Lesetext:
= = = =

Ein Weltbild hebt sich – Sattlers Panorama zieht zurück ins Herz von Salzburg

Ein Kunstwerk von unschätzbarem Wert beginnt ein neues Kapitel – zwischen Technik, Geschichte und Poesie.

Ein Weltbild auf Wanderschaft – vom Dornröschenschlaf zur Wiedererweckung im Herzen der Stadt.

Nach zweieinhalb Jahren im Dornröschenschlaf – sicher verwahrt in einem Spezialbehälter in der Schwarzenberg-Kaserne – erhebt sich das Salzburg-Panorama von Johann Michael Sattler nun wieder zum kulturellen Leben.

Der Umbau des Barockmuseums ist abgeschlossen, und mit der Übersiedlung in die Orangerie Salzburg beginnt ein neues Kapitel für das monumentale Rundbild. Es ist mehr als ein Transport – es ist ein symbolischer Akt: ein Einzug, der Geschichte, Vision und Weltkulturerbe in Bewegung setzt. Mit jedem Meter, den das Panorama zurücklegt, scheint sich die Stadt selbst neu zu betrachten – durch die Augen des Malers, der Salzburg einst in 360 Grad festhielt.

Ich war dabei, als der klimatisierte Kunst-LKW die berühmte Klimabox zum Mirabellplatz brachte. Per Spezialkran wurde sie durch eine maßgeschneiderte Dachluke in den Panorama-Raum der Orangerie eingehoben. Das Objekt bleibt bis Mitte November verpackt – wie ein Schatz, der noch auf seinen Moment wartet.

= = = =

Schriftliche Aufgabe 1:
Beantworte anhand des Textes über Sattlers Salzburg-Panorama die folgenden Fragen:
(a) Wie lange und wo war das Panorama verwahrt?
(b) In welches Gebäude übersiedelt das Rundbild?
(c) Bis wann bleibt das Objekt verpackt?
Der Text und die Auflistung stehen in keinem Zusammenhang miteinander.

= = = =

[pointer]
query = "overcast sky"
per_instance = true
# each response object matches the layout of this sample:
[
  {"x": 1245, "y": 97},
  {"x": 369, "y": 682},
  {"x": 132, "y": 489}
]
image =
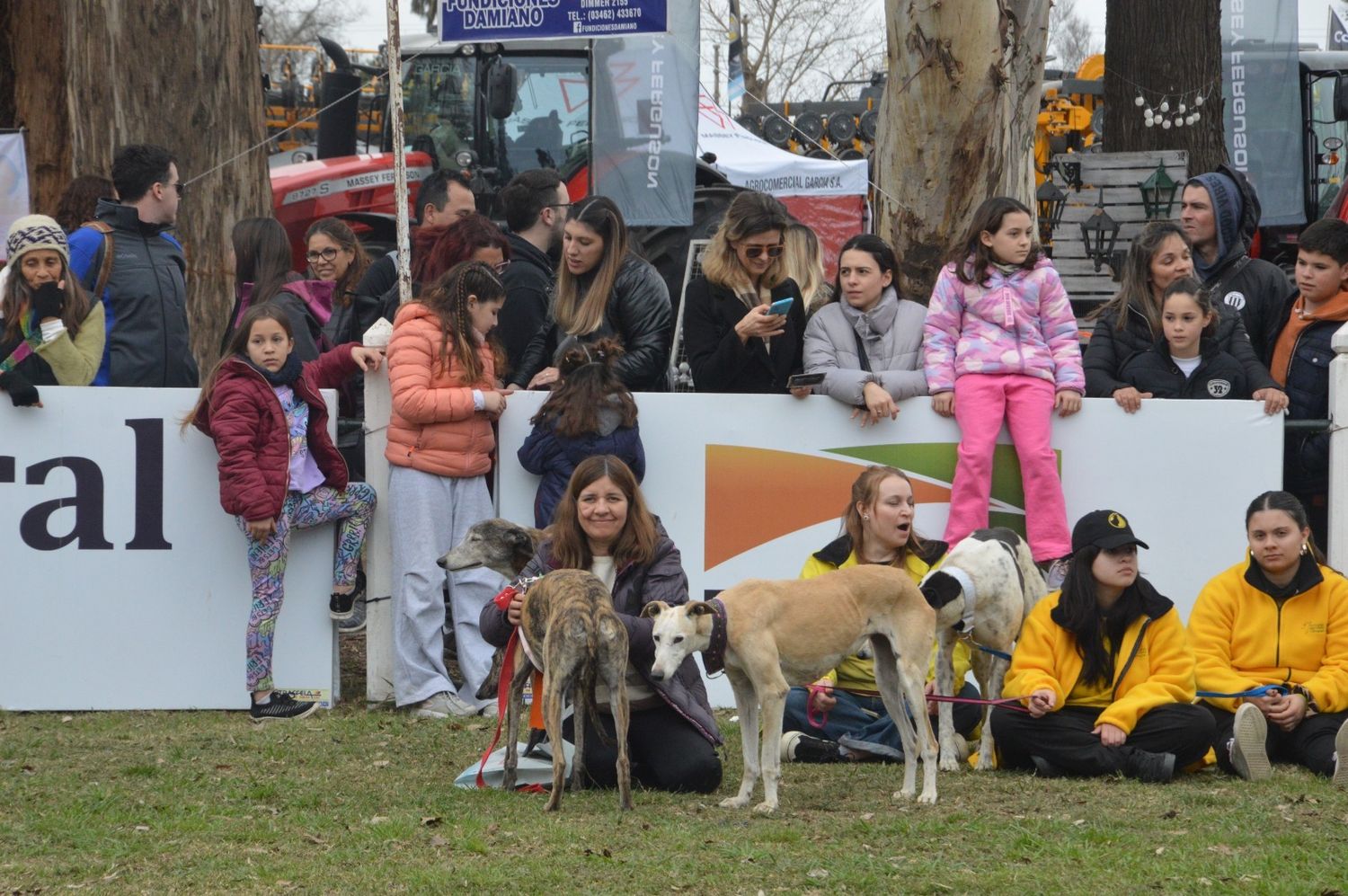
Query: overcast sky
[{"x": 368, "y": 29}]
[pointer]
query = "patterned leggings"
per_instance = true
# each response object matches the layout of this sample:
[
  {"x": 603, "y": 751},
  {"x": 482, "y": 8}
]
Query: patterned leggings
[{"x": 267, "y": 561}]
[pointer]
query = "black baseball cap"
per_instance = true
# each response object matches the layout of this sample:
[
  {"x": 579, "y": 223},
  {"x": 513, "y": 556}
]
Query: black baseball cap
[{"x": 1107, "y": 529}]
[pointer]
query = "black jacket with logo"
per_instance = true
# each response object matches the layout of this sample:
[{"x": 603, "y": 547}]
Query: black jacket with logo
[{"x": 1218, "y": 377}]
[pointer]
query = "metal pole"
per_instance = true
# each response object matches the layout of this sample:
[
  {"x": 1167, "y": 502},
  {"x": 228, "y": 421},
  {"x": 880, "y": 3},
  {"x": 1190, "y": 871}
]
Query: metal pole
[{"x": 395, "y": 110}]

= = = =

Schriftliche Aufgabe 2: Stelle jede Zeile der oben stehenden Auflistung als Zeichenkette in einer JSON-Liste dar, ohne Leerzeilen. Lass das Bild dabei weg.

Antwort 1:
(a) Zweieinhalb Jahre lang, in einem Spezialbehälter in der Schwarzenberg-Kaserne.
(b) In die Orangerie Salzburg.
(c) Bis Mitte November.

Antwort 2:
[
  "[pointer]",
  "query = \"overcast sky\"",
  "per_instance = true",
  "# each response object matches the layout of this sample:",
  "[",
  "  {\"x\": 1245, \"y\": 97},",
  "  {\"x\": 369, \"y\": 682},",
  "  {\"x\": 132, \"y\": 489}",
  "]",
  "image =",
  "Query: overcast sky",
  "[{\"x\": 368, \"y\": 29}]",
  "[pointer]",
  "query = \"patterned leggings\"",
  "per_instance = true",
  "# each response object matches the layout of this sample:",
  "[",
  "  {\"x\": 603, \"y\": 751},",
  "  {\"x\": 482, \"y\": 8}",
  "]",
  "Query: patterned leggings",
  "[{\"x\": 267, \"y\": 561}]",
  "[pointer]",
  "query = \"black baseball cap\"",
  "per_instance = true",
  "# each response object matches the layout of this sample:",
  "[",
  "  {\"x\": 579, \"y\": 223},",
  "  {\"x\": 513, \"y\": 556}",
  "]",
  "Query: black baseball cap",
  "[{\"x\": 1107, \"y\": 529}]",
  "[pointer]",
  "query = \"black jacket with logo\"",
  "per_instance = true",
  "# each response object matches the layout of this sample:",
  "[{\"x\": 603, \"y\": 547}]",
  "Query: black jacket with logo",
  "[{\"x\": 1218, \"y\": 377}]",
  "[pointer]",
  "query = \"metal pole\"",
  "per_instance = true",
  "# each response object matches the layout of this sample:",
  "[",
  "  {\"x\": 1167, \"y\": 502},",
  "  {\"x\": 228, \"y\": 421},",
  "  {\"x\": 880, \"y\": 3},",
  "  {\"x\": 1190, \"y\": 871}",
  "]",
  "Query: metal pole",
  "[{\"x\": 395, \"y\": 110}]"
]